**Stated problem**
Return the lines below exactly, starting with the line that contains "the blurred background." and stopping after the last line.

**Provided information**
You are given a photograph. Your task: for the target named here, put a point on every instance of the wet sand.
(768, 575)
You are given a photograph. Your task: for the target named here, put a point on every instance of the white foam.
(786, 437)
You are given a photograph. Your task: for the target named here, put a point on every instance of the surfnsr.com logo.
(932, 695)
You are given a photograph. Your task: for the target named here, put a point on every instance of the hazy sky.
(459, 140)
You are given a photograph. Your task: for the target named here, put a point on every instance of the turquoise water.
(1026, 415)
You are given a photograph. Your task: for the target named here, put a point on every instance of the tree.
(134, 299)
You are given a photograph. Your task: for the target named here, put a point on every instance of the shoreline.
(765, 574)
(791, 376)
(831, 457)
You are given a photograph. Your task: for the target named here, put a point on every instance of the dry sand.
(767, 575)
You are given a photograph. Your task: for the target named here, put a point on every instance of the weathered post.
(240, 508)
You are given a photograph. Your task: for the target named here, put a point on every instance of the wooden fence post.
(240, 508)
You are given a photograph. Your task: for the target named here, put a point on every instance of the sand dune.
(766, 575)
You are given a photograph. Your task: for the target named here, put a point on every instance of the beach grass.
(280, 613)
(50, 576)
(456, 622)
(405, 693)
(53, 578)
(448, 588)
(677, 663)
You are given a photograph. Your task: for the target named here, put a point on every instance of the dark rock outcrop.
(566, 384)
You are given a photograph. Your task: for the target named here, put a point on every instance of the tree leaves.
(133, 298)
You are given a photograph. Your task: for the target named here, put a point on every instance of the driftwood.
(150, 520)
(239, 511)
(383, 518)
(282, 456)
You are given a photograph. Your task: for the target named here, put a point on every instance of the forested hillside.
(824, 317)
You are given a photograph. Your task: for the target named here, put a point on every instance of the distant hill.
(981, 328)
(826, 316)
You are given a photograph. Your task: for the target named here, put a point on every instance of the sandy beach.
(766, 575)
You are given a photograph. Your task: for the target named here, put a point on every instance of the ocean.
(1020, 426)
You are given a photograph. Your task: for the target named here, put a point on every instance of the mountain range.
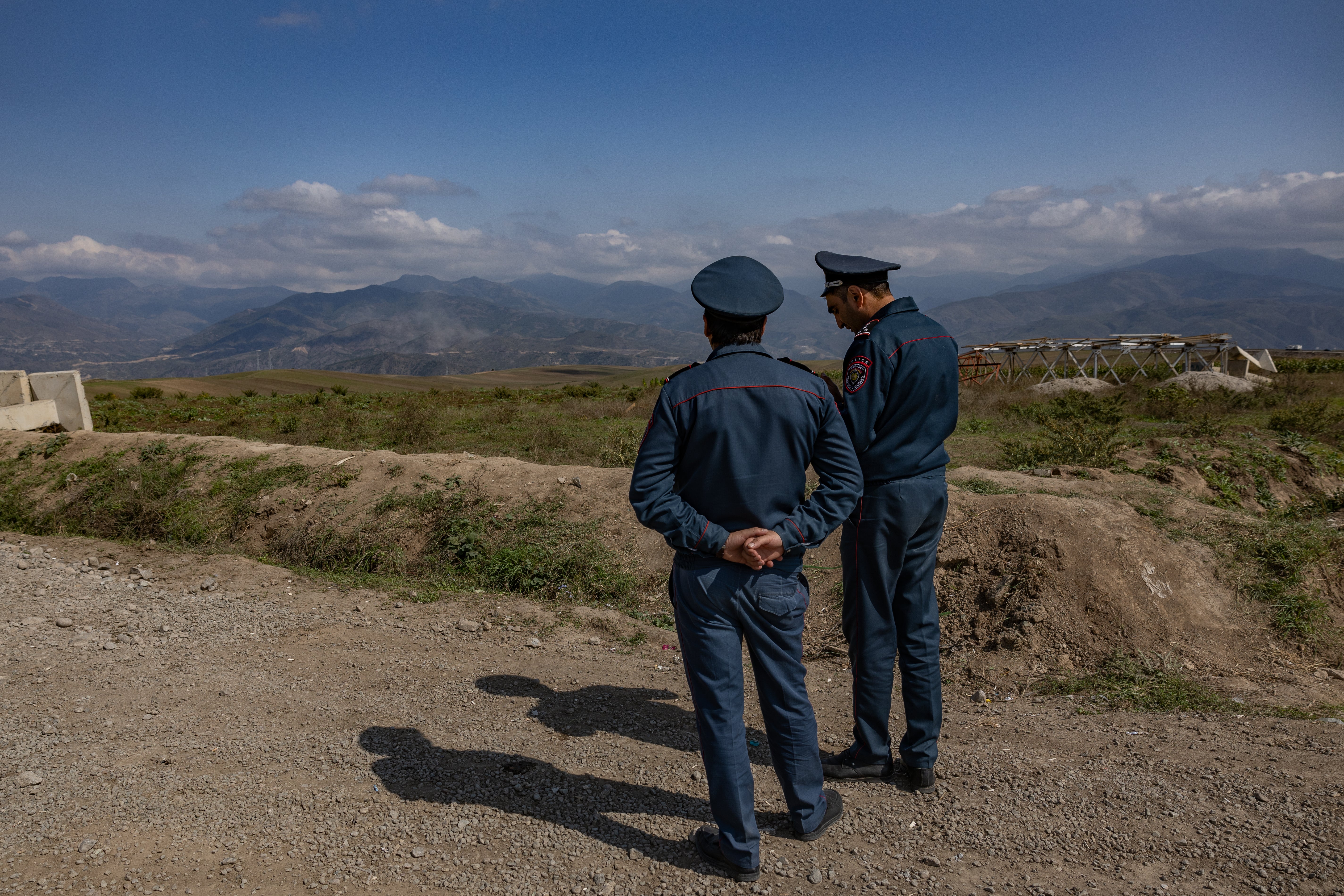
(1181, 295)
(421, 326)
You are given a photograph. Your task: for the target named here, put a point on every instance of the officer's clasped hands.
(764, 550)
(741, 547)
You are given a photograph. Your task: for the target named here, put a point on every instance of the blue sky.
(639, 140)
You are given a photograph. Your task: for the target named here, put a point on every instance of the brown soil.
(275, 711)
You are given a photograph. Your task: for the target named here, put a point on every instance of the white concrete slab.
(14, 389)
(65, 389)
(33, 416)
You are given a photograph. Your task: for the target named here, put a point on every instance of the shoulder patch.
(868, 328)
(857, 374)
(668, 379)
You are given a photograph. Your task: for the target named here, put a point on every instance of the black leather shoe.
(835, 808)
(707, 844)
(843, 768)
(922, 781)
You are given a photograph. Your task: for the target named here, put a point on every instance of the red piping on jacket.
(914, 340)
(718, 389)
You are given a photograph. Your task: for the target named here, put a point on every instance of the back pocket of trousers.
(781, 600)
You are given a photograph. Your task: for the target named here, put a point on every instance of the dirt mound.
(1073, 385)
(281, 734)
(1039, 575)
(1209, 381)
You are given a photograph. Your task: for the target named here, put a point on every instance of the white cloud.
(417, 186)
(289, 19)
(311, 201)
(311, 236)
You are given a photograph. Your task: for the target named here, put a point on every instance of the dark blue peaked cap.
(739, 288)
(842, 271)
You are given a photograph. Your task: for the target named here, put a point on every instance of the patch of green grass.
(1281, 551)
(1076, 428)
(580, 424)
(242, 484)
(471, 543)
(982, 485)
(1139, 683)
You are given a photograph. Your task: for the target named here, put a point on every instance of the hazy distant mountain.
(41, 335)
(384, 328)
(642, 303)
(1296, 264)
(499, 293)
(564, 292)
(113, 328)
(1178, 295)
(155, 312)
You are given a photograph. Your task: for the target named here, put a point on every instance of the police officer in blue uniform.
(724, 463)
(900, 385)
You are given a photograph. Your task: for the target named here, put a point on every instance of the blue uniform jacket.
(900, 381)
(728, 448)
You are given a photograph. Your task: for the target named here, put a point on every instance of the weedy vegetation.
(585, 424)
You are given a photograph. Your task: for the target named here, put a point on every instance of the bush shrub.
(1077, 428)
(1308, 418)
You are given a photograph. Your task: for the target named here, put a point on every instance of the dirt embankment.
(1037, 574)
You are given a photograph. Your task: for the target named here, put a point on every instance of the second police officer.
(725, 460)
(900, 385)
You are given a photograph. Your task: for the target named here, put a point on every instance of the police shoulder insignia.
(668, 379)
(857, 374)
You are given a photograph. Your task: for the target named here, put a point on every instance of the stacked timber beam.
(1123, 358)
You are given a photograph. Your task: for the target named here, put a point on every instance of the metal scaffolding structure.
(1097, 358)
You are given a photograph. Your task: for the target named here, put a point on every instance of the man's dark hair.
(725, 332)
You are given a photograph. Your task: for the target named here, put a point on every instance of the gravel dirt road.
(276, 735)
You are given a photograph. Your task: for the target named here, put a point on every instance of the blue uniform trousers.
(889, 549)
(718, 604)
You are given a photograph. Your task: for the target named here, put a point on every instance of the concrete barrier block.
(14, 388)
(33, 416)
(65, 389)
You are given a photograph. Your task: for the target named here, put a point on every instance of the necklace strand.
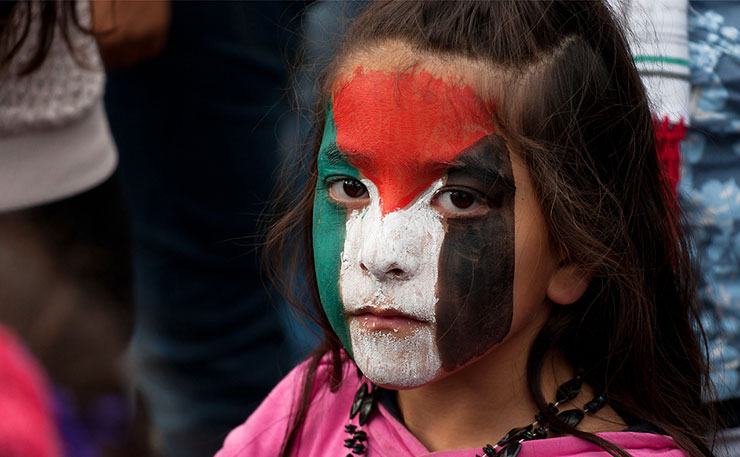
(365, 403)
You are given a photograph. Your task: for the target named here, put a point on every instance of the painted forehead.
(403, 129)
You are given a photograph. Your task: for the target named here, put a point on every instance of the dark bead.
(359, 396)
(568, 391)
(594, 405)
(571, 417)
(367, 406)
(515, 434)
(540, 433)
(512, 450)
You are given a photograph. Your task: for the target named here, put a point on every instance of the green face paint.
(329, 224)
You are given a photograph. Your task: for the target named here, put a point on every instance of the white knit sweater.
(54, 136)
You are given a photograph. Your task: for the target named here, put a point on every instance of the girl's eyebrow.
(334, 155)
(486, 160)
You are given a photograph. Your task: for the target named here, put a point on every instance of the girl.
(493, 253)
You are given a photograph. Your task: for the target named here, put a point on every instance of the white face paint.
(390, 264)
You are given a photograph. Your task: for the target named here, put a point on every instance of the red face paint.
(401, 129)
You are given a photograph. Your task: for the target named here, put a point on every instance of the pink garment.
(27, 427)
(323, 432)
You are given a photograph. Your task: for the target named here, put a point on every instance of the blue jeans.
(196, 131)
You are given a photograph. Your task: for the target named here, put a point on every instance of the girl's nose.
(390, 253)
(383, 272)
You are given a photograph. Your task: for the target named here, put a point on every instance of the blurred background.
(140, 142)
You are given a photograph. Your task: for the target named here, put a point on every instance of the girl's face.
(429, 244)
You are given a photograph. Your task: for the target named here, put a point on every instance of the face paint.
(476, 276)
(447, 280)
(329, 221)
(400, 130)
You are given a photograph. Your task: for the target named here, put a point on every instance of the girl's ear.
(567, 284)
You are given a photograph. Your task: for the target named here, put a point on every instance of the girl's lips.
(386, 320)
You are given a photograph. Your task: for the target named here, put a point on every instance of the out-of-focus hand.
(130, 31)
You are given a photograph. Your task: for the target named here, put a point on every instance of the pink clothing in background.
(27, 427)
(323, 432)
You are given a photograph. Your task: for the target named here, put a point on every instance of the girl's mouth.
(386, 320)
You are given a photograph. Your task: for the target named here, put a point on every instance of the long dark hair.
(576, 110)
(16, 18)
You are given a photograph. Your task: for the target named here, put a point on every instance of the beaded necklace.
(366, 399)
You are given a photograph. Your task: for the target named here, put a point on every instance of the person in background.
(197, 127)
(710, 188)
(63, 247)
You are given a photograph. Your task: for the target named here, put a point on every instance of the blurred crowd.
(140, 142)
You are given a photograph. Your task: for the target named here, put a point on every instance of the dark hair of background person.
(574, 107)
(16, 17)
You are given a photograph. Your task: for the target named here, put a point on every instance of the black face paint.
(476, 262)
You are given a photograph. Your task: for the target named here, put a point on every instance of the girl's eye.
(348, 190)
(458, 203)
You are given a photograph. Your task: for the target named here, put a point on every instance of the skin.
(489, 369)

**Written answer**
You are given a photograph. Your task: for the target named here, put a point on every instance of the blurred background.
(140, 142)
You are given a photograph. Your task: for the target named here, put a point on every instance of the girl's face.
(429, 244)
You are given a photograph. Your task: for the target named here, put a point on every instance of the face paint.
(476, 276)
(447, 280)
(329, 221)
(400, 130)
You are given a photograph. Your task: for the target named here, put a point on every instance of the girl's ear.
(567, 284)
You are given a photograph. Your task: for the target named here, put a point on every instance of the girl's lips.
(386, 320)
You are given a photograph. Your task: for the target named here, put a point on every instance of the out-of-focus hand.
(130, 31)
You are given a photograph. Your task: for the target named here, put a point on every instance of the pink clothing in background.
(27, 427)
(323, 432)
You are given a photograph. Your task: for the target named here, put a point on every instance of the girl's mouth.
(386, 320)
You are given a photograph. Your task: for the target named here, put a point on every instance of the long dark hair.
(576, 110)
(16, 18)
You are given a photograph. Your task: for the target named here, put a point on every instance of the beaded necklace.
(366, 399)
You are given a photograph. Your task: for the target named here, put a point on every instance of the person in background.
(197, 127)
(710, 188)
(63, 247)
You are given a photograph. Your task: for the target named here, put a point on every instance of the blurred crowd.
(140, 142)
You are given a photograph. Your task: for the target named here, put a point on every instance of the dark hair of background person.
(574, 107)
(16, 17)
You are given a photograph. Your task: for the target named here, put a point on every instance of the black face paint.
(476, 262)
You are given a photograph. Your task: for the target named here, put a point on every instance of the girl's eye.
(348, 190)
(458, 203)
You are given a photograph. Your task: for the target named here, put a point on every instance of the skin.
(489, 369)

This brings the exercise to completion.